» **What to work on**: Rewrite every line of the items below as a JSON list of strings, one string per line. Omit blank lines and leave the pictures out.

» **Data listing**:
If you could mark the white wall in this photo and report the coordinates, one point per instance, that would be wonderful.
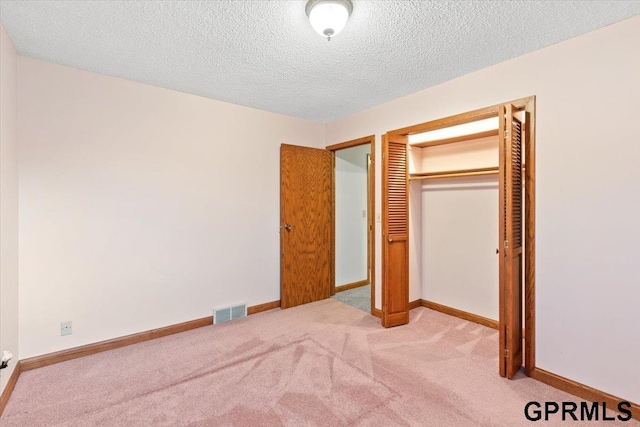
(459, 225)
(8, 205)
(588, 192)
(141, 207)
(351, 224)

» **Exercise answer**:
[
  "If you could mark the white wall in this photo and report the coordinates, one point per instance, that would be wonderful.",
  "(459, 225)",
  "(8, 205)",
  "(588, 192)",
  "(141, 207)",
  "(351, 224)"
]